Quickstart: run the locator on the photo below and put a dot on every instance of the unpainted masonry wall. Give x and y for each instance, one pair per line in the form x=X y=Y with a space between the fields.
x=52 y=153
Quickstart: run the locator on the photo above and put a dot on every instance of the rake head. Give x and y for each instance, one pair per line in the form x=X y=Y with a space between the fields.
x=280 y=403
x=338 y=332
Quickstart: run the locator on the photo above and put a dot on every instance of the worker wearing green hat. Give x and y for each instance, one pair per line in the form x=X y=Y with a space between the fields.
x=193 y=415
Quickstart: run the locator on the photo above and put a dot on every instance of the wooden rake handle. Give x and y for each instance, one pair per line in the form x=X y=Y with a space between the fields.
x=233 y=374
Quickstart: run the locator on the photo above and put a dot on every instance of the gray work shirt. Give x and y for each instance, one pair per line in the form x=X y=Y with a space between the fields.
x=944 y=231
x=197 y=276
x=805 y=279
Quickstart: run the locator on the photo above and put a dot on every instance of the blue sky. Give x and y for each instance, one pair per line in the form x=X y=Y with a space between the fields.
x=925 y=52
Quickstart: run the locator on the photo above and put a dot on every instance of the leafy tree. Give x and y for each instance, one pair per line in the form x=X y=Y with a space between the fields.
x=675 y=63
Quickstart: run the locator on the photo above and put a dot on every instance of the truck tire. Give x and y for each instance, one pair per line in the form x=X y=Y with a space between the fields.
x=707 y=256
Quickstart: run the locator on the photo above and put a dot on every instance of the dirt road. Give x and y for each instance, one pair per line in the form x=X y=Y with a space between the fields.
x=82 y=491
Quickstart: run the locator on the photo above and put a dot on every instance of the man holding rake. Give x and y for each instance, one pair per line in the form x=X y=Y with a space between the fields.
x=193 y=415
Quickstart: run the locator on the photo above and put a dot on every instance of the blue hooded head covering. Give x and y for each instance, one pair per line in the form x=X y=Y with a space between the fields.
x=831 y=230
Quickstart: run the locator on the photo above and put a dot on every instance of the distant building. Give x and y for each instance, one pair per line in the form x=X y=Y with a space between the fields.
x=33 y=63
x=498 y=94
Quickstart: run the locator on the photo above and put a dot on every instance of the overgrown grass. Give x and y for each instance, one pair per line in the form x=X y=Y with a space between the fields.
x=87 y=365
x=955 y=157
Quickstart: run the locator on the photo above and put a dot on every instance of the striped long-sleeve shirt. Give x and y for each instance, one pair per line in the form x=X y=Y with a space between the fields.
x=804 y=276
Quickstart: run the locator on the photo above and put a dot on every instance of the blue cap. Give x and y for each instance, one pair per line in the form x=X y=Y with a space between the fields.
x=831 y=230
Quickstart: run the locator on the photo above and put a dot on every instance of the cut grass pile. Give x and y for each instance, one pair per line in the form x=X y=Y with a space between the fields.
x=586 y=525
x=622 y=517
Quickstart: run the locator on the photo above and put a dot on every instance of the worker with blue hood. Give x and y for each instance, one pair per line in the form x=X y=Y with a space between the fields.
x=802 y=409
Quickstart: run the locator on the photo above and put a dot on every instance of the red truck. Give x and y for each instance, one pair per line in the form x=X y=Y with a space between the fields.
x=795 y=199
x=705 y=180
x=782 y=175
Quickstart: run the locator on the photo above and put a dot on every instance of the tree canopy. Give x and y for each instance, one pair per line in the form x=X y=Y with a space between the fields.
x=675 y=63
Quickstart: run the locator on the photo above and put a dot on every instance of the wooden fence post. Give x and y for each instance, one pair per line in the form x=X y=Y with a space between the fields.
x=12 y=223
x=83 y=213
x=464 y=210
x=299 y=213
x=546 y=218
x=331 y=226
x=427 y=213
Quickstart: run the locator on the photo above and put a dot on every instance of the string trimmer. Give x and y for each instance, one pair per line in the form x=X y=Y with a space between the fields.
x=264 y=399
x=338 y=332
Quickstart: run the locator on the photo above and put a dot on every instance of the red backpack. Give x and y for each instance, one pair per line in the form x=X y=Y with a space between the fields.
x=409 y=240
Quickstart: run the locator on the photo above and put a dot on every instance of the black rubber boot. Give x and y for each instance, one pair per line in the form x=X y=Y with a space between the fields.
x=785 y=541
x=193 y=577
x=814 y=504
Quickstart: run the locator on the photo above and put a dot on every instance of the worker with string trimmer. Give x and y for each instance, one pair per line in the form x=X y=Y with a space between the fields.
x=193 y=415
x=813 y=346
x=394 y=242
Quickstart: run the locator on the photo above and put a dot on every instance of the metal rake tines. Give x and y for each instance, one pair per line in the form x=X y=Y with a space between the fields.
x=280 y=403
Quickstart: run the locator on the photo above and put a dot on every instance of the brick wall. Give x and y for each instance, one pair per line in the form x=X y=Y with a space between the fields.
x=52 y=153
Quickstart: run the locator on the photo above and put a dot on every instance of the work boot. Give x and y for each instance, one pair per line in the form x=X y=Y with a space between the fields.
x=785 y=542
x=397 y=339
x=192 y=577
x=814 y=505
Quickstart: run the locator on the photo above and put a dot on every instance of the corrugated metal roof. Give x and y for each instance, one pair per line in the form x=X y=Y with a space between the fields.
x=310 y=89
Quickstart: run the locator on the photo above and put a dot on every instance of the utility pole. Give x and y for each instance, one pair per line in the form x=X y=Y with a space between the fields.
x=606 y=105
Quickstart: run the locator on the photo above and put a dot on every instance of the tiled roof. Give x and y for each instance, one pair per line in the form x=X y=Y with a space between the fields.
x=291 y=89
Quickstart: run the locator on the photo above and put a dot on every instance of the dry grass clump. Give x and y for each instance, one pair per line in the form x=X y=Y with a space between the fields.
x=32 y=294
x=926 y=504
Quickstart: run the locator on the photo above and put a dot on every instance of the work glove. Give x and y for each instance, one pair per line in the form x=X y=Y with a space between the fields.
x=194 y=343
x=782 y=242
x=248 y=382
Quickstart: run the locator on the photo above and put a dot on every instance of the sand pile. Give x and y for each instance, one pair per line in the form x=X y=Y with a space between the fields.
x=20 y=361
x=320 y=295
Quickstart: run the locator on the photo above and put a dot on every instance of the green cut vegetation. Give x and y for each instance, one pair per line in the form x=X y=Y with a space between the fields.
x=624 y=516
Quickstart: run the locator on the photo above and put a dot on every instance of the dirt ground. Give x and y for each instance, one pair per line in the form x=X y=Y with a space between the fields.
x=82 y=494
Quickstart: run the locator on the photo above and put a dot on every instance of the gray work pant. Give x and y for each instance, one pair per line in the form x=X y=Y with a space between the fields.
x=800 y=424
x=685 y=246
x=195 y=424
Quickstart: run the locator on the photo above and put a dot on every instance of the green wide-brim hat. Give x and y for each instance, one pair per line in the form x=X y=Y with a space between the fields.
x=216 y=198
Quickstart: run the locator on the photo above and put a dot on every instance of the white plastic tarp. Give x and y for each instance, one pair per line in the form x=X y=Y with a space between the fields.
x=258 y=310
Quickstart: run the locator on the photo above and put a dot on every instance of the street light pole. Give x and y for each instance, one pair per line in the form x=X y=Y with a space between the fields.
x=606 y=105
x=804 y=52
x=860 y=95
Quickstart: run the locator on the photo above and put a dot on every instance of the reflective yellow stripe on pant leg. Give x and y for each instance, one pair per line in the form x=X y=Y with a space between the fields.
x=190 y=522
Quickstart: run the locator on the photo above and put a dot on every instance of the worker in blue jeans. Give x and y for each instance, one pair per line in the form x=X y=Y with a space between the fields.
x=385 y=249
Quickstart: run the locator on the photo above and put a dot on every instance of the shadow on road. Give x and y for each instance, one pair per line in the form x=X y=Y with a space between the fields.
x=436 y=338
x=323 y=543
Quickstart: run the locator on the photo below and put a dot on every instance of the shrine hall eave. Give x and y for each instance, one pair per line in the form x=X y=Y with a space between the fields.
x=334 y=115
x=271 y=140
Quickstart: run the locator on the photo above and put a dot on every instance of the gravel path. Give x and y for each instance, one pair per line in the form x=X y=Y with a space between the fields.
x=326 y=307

**Exercise directions**
Copy out, word for word, the records from the line containing "of the shadow" through the last line of the records, including both ends.

**Task response**
Quickstart: run the locator on the photo above and put a dot on every instance of the shadow on road. Give x and y for each instance, one pair per line in the form x=X y=Y with a space between the fields.
x=436 y=338
x=323 y=543
Quickstart: run the locator on the photo below and put a dot on every instance of the shrine hall eave. Give x and y for each instance, one pair per line in the form x=X y=Y with a space between the fields.
x=334 y=115
x=271 y=140
Quickstart: run the locator on the photo above and put a dot on every instance of the gravel path. Give x and y for each instance, one pair per line in the form x=X y=Y with a space between the fields.
x=326 y=307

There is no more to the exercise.